> **What this task involves**
Identify every line in the rows below that contains the string "backpack", and copy each of those lines in full. Case counts, so match only lines where the string has that exact capitalization.

> **Material provided**
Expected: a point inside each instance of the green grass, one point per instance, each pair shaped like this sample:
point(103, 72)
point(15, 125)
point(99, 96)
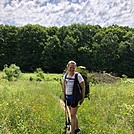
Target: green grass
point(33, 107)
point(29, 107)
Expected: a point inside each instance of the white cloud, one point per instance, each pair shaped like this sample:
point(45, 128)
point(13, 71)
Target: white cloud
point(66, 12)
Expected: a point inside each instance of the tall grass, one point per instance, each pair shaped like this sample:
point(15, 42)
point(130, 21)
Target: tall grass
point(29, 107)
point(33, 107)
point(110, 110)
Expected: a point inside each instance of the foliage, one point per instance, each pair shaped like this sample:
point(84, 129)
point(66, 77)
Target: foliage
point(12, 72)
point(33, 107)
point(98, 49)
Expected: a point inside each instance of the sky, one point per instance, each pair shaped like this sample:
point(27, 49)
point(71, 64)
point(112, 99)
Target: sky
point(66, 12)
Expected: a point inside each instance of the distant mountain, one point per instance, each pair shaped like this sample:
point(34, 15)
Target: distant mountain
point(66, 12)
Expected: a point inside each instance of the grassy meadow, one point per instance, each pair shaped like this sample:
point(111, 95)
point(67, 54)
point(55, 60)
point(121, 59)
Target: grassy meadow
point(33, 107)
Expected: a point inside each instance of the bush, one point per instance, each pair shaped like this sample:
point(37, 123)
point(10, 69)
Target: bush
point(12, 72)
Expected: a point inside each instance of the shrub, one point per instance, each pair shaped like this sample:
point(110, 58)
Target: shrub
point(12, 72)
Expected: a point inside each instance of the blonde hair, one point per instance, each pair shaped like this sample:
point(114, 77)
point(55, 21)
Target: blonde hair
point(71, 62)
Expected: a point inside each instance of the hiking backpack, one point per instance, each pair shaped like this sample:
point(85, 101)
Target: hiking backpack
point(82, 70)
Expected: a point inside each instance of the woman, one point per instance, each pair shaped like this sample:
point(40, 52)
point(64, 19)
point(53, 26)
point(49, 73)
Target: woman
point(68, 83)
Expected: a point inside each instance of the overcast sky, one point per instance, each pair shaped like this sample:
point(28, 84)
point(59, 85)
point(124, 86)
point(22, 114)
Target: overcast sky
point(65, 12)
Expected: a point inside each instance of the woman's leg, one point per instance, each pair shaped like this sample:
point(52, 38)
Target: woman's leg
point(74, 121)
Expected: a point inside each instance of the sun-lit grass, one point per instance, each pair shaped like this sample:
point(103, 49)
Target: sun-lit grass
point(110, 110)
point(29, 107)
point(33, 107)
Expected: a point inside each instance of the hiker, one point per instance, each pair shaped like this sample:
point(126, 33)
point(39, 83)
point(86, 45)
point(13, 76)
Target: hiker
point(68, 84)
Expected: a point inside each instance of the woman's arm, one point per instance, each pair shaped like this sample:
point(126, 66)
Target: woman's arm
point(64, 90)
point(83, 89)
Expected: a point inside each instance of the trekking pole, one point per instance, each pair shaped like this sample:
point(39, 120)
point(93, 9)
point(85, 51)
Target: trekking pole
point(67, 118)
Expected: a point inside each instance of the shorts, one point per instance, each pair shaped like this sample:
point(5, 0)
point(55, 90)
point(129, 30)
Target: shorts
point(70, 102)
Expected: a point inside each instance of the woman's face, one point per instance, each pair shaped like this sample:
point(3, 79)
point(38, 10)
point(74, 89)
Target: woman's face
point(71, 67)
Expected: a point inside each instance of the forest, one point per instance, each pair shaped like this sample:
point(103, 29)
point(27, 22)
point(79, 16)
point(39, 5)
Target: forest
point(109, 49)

...

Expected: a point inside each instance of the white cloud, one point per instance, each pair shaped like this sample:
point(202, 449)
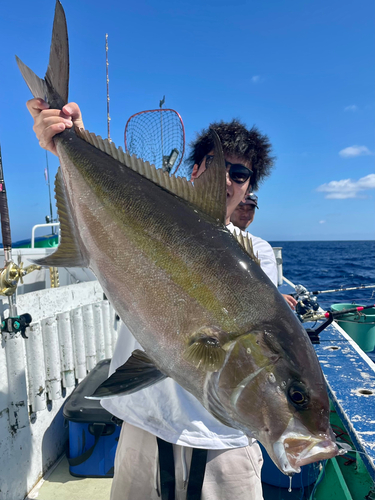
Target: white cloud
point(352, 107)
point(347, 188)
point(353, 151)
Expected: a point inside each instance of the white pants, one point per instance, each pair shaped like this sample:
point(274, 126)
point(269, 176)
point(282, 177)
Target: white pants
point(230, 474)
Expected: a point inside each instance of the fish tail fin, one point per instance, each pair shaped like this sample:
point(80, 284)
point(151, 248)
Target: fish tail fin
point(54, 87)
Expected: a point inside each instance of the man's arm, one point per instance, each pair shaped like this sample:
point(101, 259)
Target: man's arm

...

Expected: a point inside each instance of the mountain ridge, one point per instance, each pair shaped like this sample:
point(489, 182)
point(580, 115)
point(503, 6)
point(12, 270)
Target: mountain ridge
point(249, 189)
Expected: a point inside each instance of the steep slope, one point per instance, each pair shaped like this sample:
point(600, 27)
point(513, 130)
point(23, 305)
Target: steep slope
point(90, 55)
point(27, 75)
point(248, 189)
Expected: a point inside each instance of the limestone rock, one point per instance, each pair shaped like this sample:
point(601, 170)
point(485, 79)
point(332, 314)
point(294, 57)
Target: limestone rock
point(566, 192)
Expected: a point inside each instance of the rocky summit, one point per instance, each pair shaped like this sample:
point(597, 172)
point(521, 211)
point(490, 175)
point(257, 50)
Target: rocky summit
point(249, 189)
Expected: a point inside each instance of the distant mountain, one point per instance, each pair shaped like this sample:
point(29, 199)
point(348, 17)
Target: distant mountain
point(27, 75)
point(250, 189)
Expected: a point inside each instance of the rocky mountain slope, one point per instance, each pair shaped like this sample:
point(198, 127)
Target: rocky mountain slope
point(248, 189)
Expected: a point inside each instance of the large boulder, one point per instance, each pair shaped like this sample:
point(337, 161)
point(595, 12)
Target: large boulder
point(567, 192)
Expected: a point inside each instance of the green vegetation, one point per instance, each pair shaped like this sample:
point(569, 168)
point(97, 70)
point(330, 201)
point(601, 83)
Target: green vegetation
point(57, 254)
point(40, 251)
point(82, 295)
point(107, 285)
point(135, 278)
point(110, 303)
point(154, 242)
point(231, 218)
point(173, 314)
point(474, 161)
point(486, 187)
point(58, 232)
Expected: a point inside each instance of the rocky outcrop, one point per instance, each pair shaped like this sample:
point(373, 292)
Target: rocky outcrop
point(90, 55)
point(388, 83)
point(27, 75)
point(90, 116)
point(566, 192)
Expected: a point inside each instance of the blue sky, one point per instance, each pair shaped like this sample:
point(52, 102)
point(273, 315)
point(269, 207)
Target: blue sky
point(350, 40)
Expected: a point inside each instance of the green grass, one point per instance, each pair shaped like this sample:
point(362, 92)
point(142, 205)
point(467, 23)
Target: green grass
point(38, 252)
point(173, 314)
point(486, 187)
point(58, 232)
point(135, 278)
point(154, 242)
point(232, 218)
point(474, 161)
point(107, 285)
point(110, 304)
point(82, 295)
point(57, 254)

> **Task response**
Expected: a point inside each instance of the hiking backpack, one point per instance, each pair shaped like this sample:
Target: hiking backpack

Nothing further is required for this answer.